### Given records:
━━━━
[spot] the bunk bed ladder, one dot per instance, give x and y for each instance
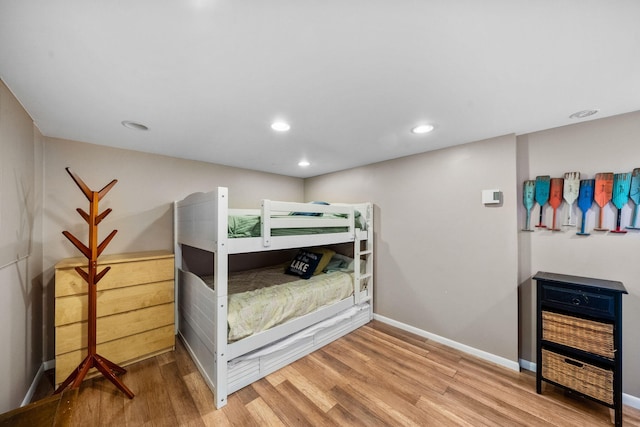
(363, 252)
(221, 270)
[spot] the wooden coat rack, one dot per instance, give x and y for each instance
(92, 277)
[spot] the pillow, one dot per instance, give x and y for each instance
(341, 262)
(310, 213)
(304, 264)
(324, 261)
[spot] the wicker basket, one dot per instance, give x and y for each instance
(579, 376)
(587, 335)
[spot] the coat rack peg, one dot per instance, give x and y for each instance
(107, 368)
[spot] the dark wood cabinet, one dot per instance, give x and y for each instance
(579, 337)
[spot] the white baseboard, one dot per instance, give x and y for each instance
(49, 364)
(627, 399)
(513, 365)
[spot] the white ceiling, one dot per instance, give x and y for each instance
(352, 77)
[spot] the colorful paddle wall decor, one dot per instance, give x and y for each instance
(607, 187)
(602, 193)
(634, 195)
(555, 198)
(570, 194)
(620, 196)
(585, 200)
(528, 199)
(542, 195)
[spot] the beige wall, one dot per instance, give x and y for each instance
(20, 231)
(141, 200)
(605, 145)
(445, 263)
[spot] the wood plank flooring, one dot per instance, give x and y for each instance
(377, 375)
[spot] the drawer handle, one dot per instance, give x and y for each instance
(579, 300)
(574, 363)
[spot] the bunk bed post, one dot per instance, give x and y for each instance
(177, 251)
(221, 269)
(265, 222)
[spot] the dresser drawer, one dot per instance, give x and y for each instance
(578, 299)
(586, 335)
(579, 376)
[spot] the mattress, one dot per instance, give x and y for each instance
(256, 304)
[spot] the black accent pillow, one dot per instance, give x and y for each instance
(303, 264)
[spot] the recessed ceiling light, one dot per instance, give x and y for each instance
(133, 125)
(280, 126)
(422, 129)
(582, 114)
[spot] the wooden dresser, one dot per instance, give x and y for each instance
(135, 309)
(579, 337)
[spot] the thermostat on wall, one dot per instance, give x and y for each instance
(491, 197)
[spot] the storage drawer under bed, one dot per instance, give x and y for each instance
(579, 376)
(574, 299)
(586, 335)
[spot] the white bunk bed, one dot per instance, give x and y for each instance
(201, 221)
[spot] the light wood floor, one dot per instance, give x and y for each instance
(377, 375)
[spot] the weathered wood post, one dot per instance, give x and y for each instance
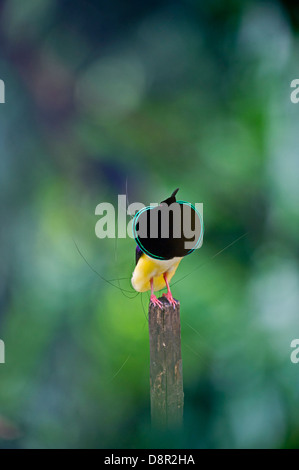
(166, 375)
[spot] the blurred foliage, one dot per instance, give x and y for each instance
(148, 96)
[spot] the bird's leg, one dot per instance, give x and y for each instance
(169, 294)
(153, 298)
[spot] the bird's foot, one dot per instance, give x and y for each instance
(155, 301)
(170, 299)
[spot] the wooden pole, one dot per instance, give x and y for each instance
(166, 376)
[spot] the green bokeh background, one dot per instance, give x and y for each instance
(108, 98)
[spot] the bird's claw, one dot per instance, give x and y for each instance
(155, 301)
(170, 299)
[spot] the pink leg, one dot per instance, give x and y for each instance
(153, 298)
(169, 294)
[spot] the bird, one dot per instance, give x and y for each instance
(157, 258)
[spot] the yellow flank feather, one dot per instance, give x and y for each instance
(149, 268)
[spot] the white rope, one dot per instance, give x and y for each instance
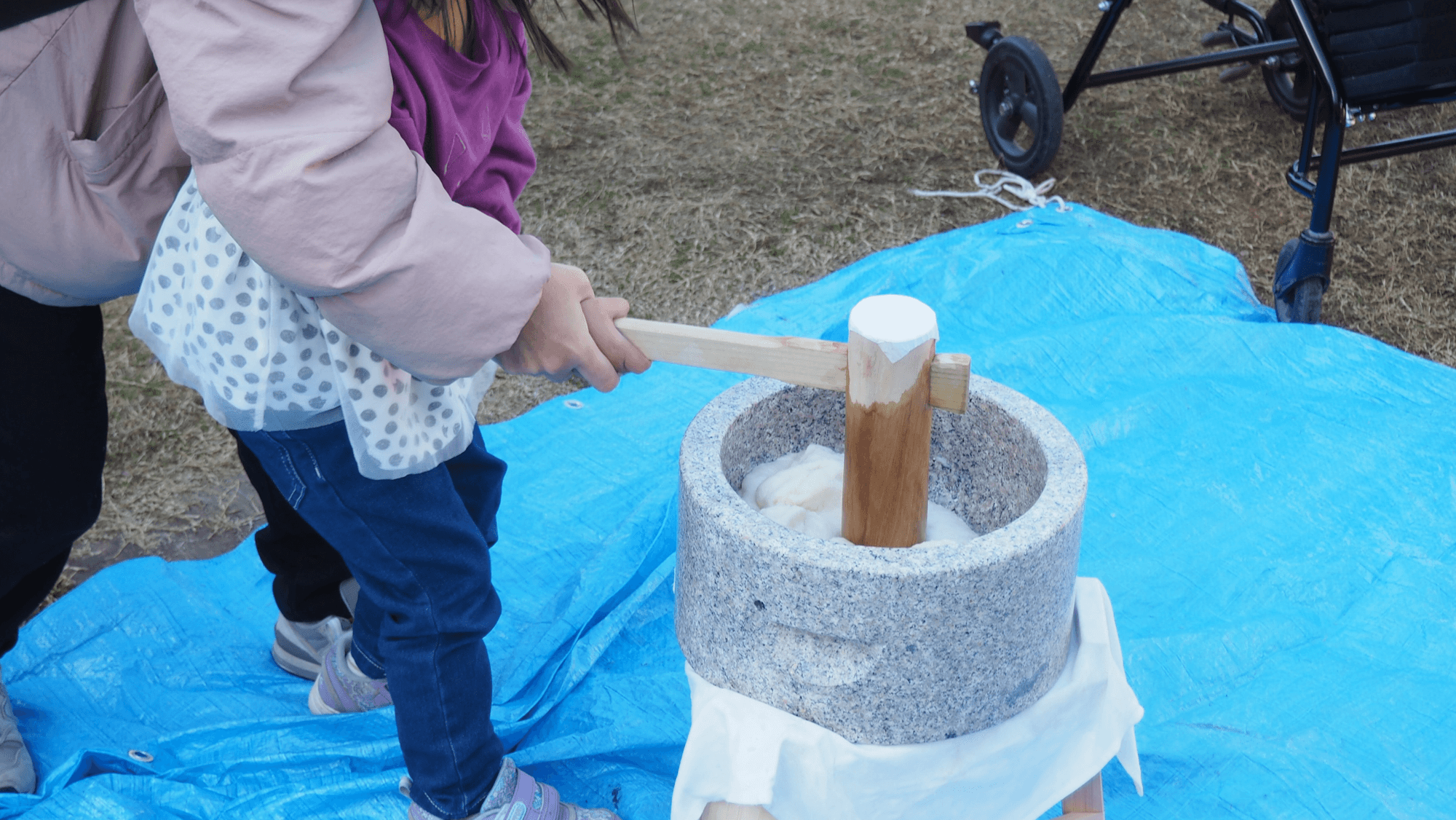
(1007, 183)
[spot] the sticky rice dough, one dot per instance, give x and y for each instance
(804, 492)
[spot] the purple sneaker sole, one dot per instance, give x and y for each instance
(341, 690)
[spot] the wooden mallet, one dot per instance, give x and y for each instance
(890, 377)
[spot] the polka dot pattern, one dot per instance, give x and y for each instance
(266, 359)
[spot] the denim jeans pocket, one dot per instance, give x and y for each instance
(279, 462)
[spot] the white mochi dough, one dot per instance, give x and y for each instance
(804, 492)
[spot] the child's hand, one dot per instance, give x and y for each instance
(602, 315)
(560, 337)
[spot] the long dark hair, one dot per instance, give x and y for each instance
(614, 12)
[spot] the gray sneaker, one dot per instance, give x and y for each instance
(299, 646)
(17, 771)
(343, 688)
(516, 796)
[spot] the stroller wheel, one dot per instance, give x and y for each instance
(1289, 81)
(1305, 299)
(1021, 106)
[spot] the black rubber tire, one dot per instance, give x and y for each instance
(1291, 82)
(1021, 106)
(1308, 296)
(1304, 308)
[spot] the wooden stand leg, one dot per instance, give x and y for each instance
(1087, 802)
(887, 422)
(721, 811)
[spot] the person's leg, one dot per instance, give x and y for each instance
(306, 569)
(311, 580)
(426, 602)
(53, 446)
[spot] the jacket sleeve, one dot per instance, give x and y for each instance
(285, 109)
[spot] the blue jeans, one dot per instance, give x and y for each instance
(420, 550)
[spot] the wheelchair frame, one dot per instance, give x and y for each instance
(1302, 273)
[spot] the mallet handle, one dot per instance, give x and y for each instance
(813, 363)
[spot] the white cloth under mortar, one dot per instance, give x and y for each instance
(806, 493)
(749, 754)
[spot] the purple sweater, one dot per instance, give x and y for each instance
(464, 111)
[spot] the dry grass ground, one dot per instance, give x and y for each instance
(751, 146)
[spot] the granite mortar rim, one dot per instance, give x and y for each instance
(1062, 499)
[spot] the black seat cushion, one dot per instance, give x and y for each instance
(1390, 50)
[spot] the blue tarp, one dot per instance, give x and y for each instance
(1272, 509)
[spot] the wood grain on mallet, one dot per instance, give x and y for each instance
(887, 422)
(813, 363)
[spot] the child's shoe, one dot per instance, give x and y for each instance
(17, 771)
(516, 796)
(341, 687)
(299, 646)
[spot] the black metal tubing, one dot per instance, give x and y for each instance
(1246, 55)
(1104, 30)
(1324, 91)
(1391, 149)
(1237, 9)
(1083, 76)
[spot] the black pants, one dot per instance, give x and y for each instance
(53, 445)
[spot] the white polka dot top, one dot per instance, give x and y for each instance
(264, 359)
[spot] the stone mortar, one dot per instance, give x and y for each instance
(883, 646)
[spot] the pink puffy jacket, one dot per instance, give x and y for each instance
(283, 110)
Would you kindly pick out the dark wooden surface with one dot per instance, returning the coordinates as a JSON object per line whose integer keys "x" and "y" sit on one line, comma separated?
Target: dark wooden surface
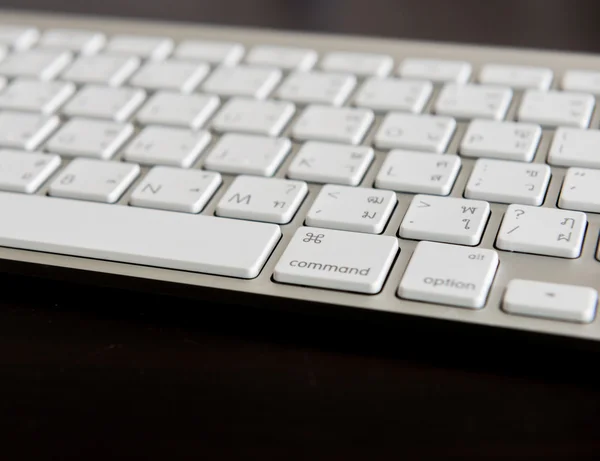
{"x": 102, "y": 374}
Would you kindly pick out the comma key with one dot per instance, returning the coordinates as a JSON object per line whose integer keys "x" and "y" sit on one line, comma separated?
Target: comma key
{"x": 449, "y": 274}
{"x": 338, "y": 260}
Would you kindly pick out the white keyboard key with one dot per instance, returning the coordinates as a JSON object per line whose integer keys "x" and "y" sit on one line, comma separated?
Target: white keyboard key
{"x": 322, "y": 162}
{"x": 176, "y": 109}
{"x": 553, "y": 301}
{"x": 575, "y": 147}
{"x": 38, "y": 64}
{"x": 254, "y": 82}
{"x": 542, "y": 231}
{"x": 75, "y": 40}
{"x": 175, "y": 189}
{"x": 26, "y": 131}
{"x": 90, "y": 138}
{"x": 418, "y": 172}
{"x": 352, "y": 208}
{"x": 170, "y": 75}
{"x": 211, "y": 52}
{"x": 505, "y": 181}
{"x": 430, "y": 133}
{"x": 262, "y": 199}
{"x": 95, "y": 180}
{"x": 473, "y": 101}
{"x": 36, "y": 96}
{"x": 95, "y": 101}
{"x": 517, "y": 77}
{"x": 247, "y": 154}
{"x": 393, "y": 94}
{"x": 287, "y": 58}
{"x": 18, "y": 37}
{"x": 161, "y": 145}
{"x": 585, "y": 81}
{"x": 436, "y": 70}
{"x": 317, "y": 88}
{"x": 334, "y": 124}
{"x": 101, "y": 70}
{"x": 25, "y": 172}
{"x": 137, "y": 235}
{"x": 338, "y": 260}
{"x": 502, "y": 140}
{"x": 581, "y": 190}
{"x": 254, "y": 116}
{"x": 361, "y": 64}
{"x": 556, "y": 108}
{"x": 449, "y": 274}
{"x": 445, "y": 219}
{"x": 155, "y": 48}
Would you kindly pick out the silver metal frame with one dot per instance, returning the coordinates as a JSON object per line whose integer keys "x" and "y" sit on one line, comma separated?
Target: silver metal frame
{"x": 584, "y": 270}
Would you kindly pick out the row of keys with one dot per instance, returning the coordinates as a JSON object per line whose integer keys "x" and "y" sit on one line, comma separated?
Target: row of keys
{"x": 463, "y": 101}
{"x": 294, "y": 58}
{"x": 526, "y": 229}
{"x": 437, "y": 273}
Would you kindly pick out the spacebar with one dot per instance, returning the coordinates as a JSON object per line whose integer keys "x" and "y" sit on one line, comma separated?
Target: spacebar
{"x": 142, "y": 236}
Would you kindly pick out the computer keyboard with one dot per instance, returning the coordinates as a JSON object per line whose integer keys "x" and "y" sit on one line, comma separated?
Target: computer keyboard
{"x": 429, "y": 180}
━━━━
Reproduce everything from the line containing "Would you kindly pick out the row" down to the end of the material, replacing "spacebar" with "space bar" and leaving the rest unchanged.

Would you kindly pick out the row of keys with one dot per instance, returning the coordinates as a JSON object per line whose integer keys "x" and "y" sit on one line, comma separated?
Target: row of keys
{"x": 463, "y": 101}
{"x": 294, "y": 58}
{"x": 526, "y": 229}
{"x": 437, "y": 273}
Would you kindly pick out the space bar with one dot per instance, returning the coordinates as a JSON object per line whose integer keys "x" and "y" sit on one line, comma separated?
Target: space bar
{"x": 142, "y": 236}
Would you kindly pick out the computer keyboard with one dot per instance, returning the coordinates as a JSON object per line whose integer keys "x" and "y" sit on one line, comma separated?
Target: computer keyboard
{"x": 429, "y": 180}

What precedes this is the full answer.